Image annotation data
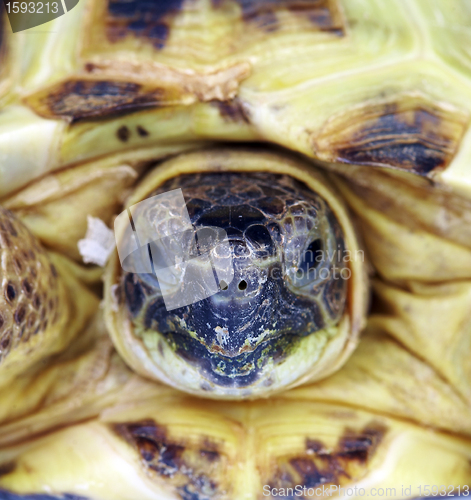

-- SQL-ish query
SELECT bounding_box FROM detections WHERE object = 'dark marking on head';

[338,424,386,462]
[116,125,131,142]
[210,97,250,125]
[106,0,183,49]
[26,79,168,122]
[136,125,149,137]
[111,420,224,500]
[314,96,469,176]
[213,0,345,36]
[266,422,387,488]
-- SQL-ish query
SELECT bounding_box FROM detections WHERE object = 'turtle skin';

[0,0,471,500]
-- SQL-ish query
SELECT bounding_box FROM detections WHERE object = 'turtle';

[0,0,471,500]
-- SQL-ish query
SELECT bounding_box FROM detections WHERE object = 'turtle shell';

[0,0,471,195]
[0,0,471,500]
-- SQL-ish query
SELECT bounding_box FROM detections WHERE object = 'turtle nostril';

[219,280,229,290]
[239,280,247,290]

> [Exercise description] Please format each line of the records above as a Markdown table with two columns, "Row" for the row number and "Line" for the line itself, skipping blank lines. Leave the pictures out.

> [Exercise output]
| Row | Line |
|---|---|
| 1 | -- SQL-ish query |
| 2 | SELECT bounding_box FROM detections WHERE object = 'dark marking on head'; |
| 3 | [338,424,386,462] |
| 4 | [116,125,131,142] |
| 5 | [210,97,250,125] |
| 6 | [106,0,183,49] |
| 7 | [26,79,168,122] |
| 8 | [136,125,149,137] |
| 9 | [111,420,224,500] |
| 10 | [314,96,469,176] |
| 11 | [213,0,345,36] |
| 12 | [266,422,387,488] |
| 13 | -- SQL-ish query |
| 14 | SELECT bounding_box FROM detections WHERE object = 'turtle skin'; |
| 15 | [0,0,471,500] |
| 16 | -- SQL-ish query |
| 17 | SELECT bounding_box FROM detections WHERE object = 'turtle'; |
| 18 | [0,0,471,500] |
| 19 | -- SQL-ish query |
| 20 | SELECT bounding_box FROM detections WHERE object = 'turtle shell'; |
| 21 | [0,0,471,195] |
| 22 | [0,0,471,500] |
| 23 | -- SQL-ish query |
| 24 | SELECT bounding_box FROM detections WHERE object = 'turtle nostril'; |
| 25 | [219,280,229,290] |
| 26 | [239,280,247,290] |